## [TEXT]
August 4, 2015

End of Season Garden Recap

I've been fairly quiet this summer, and there are a couple of reasons for that. They also played a role in how our garden went this year, so I'll just get into that story.

We made root salad with the few radishes we got out of the garden. Mmmm...
We had a couple of really good weeks with the garden. Then Hubby and I both became horribly ill right as our late spring took a surprisingly wet turn. We'd picked solid bottomed pots because North Alabama summers tend to be hot and dry, so imagine our chagrin when this year turned out to be one of the wettest in recent memory. By the time we'd recovered enough to do anything meaningful with the garden three weeks later, half the garden had drowned. Our stakes and cages refused to stay upright, and we ended up fighting black spot and blossom end rot as a result.


Still, we managed to get enough beans to use for seed next year, a couple radishes, several handfuls of tomatoes, and some nice cucumbers. Our geraniums didn't do so well, and the petunias gave out a couple weeks ago. But the marigolds are thriving, and the lavender and rosemary I set out front is growing well. We're hoping to be able to harvest next summer.

Once I'd recovered from being sick for a month, I spent an intense two and a half weeks restocking and creating 2015's new fragrance lines. Then lightening struck the office where I still work one day a week, and I got a devastating sinus infection because engineers were obliged to crawl around in the ceiling to replace burnt out wires and all the gunk that stirs up. I recovered just in time for Con Kasterborous, and I've been busy since taking inventory and starting preparation for the shows coming up in October.

## [TASK REQUIREMENTS]
**a)** In the garden recap, why had the writer and Hubby picked solid bottomed pots?
**b)** Do these statements agree with the garden recap? (i) The petunias are still doing well. (ii) Enough beans came in to use for seed next year. (iii) Lightning struck the office where the writer works one day a week. Answer yes or no for each, and quote the words that decide it.
**c)** Retype the part of the garden recap starting at "August 4, 2015" and ending at "the garden. Mmmm...".

## [DATASET CONTENT]
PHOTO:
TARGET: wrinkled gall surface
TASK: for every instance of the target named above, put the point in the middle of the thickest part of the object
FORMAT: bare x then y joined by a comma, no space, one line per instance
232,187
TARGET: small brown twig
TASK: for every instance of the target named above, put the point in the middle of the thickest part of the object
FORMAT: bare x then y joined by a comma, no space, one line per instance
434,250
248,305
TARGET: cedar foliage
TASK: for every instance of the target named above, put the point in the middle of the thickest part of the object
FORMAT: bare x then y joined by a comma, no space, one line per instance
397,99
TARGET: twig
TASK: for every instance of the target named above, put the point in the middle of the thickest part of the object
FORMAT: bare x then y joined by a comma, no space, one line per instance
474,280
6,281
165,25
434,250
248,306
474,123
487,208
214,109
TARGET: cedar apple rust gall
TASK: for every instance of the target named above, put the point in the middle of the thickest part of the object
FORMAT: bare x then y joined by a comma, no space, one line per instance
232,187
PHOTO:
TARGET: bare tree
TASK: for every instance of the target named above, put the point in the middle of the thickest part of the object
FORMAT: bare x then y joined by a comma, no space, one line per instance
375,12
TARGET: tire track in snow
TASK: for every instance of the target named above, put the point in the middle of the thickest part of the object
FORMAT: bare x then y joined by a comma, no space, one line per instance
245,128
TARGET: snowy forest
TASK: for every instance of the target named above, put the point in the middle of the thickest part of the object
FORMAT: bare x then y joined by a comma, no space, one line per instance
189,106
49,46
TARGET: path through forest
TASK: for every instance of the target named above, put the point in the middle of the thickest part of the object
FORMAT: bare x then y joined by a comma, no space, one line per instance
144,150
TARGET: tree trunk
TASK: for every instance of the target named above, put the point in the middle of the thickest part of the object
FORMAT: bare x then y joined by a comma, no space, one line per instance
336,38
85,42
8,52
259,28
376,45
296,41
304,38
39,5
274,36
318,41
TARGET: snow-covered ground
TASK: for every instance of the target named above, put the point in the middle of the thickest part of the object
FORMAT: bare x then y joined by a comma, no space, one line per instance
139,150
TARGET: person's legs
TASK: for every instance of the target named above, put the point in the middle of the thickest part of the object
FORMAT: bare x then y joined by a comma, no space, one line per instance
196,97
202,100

## [ANSWERS TO EACH TASK]
**a)** Because North Alabama summers tend to be hot and dry.

**b)**
(i) No: "the petunias gave out a couple weeks ago."
(ii) Yes: "we managed to get enough beans to use for seed next year"
(iii) Yes: "lightening struck the office where I still work one day a week"

**c)**
August 4, 2015

End of Season Garden Recap

I've been fairly quiet this summer, and there are a couple of reasons for that. They also played a role in how our garden went this year, so I'll just get into that story.

We made root salad with the few radishes we got out of the garden. Mmmm...